> _Given text_:
Plaintiff's Claims Against Carlino

Carlino moves to dismiss the claims against him, arguing that because he was a private citizen working for a private security firm during the events alleged in the Complaint, he cannot be held liable for violations of federal constitutional rights and that the pendent Connecticut claim against him should also be dismissed. The Court agrees.

The Court must first consider whether, during the events in question, Carlino was a private employee, because Bivens liability does not extend to private employees. See Minneci v. Pollard, 132 S. Ct. 617, 623 (2012). Plaintiff argues in his Memorandum of Law in Objection to Carlino's Motion to Dismiss [Dkt. #29-1] that because "FPS contract security guards are delegated authority by FPS to protect federal property," Carlino is an "agent of FPS" or a "federal agent." (Id. at 3.) While Plaintiff points out that the Fletcher Report lists Carlino as "Supervisor Dept. Homeland Security," (Id. at 4; Fletcher Report at 1), and Carlino does not directly address this fact in his brief, Plaintiff admits in his Motion to Deny Security of Costs [Dkt. #23] that Carlino was employed by a firm called "C and D Security." ("Carlino's legal costs are being covered by his employer at the time of the incurred liability (C and D Security).") (Emphasis added.) "Facts admitted by a party are judicial admissions that bind that party throughout the litigation." Hoodho v. Holder, 558 F.3d 184, 191 (2d Cir. 2009). See also Purgess v. Sharrock, 33 F.3d 134, 144 (2d Cir. 1994) ("A court can appropriately treat statements in briefs as binding judicial admissions of fact.")

> _Data_:
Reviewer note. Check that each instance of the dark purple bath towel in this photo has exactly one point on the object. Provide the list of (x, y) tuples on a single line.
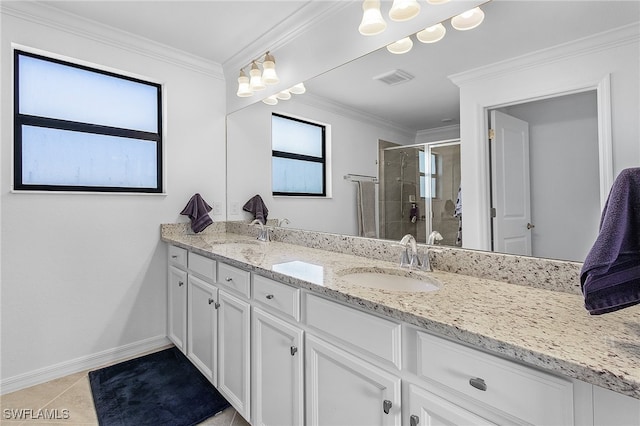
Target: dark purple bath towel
[(256, 206), (610, 276), (198, 211)]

> _Tasks for this exercise_:
A: Answer these questions about the excerpt on the claims against Carlino:
(i) What kind of firm does Carlino say he was working for during the events in the Complaint?
(ii) Which case does the Court cite for the rule that Bivens liability does not reach private employees?
(iii) Which firm does Plaintiff admit employed Carlino, and in which filing?
B: Can you condense the paragraph of the excerpt on the claims against Carlino that begins "The Court must first consider" into a short bulleted list that keeps its main facts?
C: Do these statements agree with the excerpt on the claims against Carlino? For each, answer yes or no and quote the words of the excerpt that decide it.
(i) The Court rejects Carlino's argument for dismissal.
(ii) The Fletcher Report describes Carlino as a supervisor with the Department of Homeland Security.
(iii) Carlino's brief directly responds to how the Fletcher Report lists him.

> _Correct answers_:
A:
(i) A private security firm.
(ii) Minneci v. Pollard, 132 S. Ct. 617, 623 (2012).
(iii) "C and D Security," in his Motion to Deny Security of Costs [Dkt. #23].

B:
- The Court first asks whether Carlino was a private employee during the events, since Bivens liability does not extend to private employees (Minneci v. Pollard).
- Plaintiff argues that FPS contract security guards are delegated authority by FPS to protect federal property, so Carlino is an "agent of FPS" or a "federal agent."
- Plaintiff notes that the Fletcher Report lists Carlino as "Supervisor Dept. Homeland Security," a point Carlino's brief does not directly address.
- In his Motion to Deny Security of Costs [Dkt. #23], Plaintiff admits that Carlino was employed by "C and D Security."
- Facts a party admits, including statements in briefs, are binding judicial admissions throughout the litigation (Hoodho v. Holder; Purgess v. Sharrock).

C:
(i) No: "The Court agrees."
(ii) Yes: "the Fletcher Report lists Carlino as "Supervisor Dept. Homeland Security,""
(iii) No: "Carlino does not directly address this fact in his brief"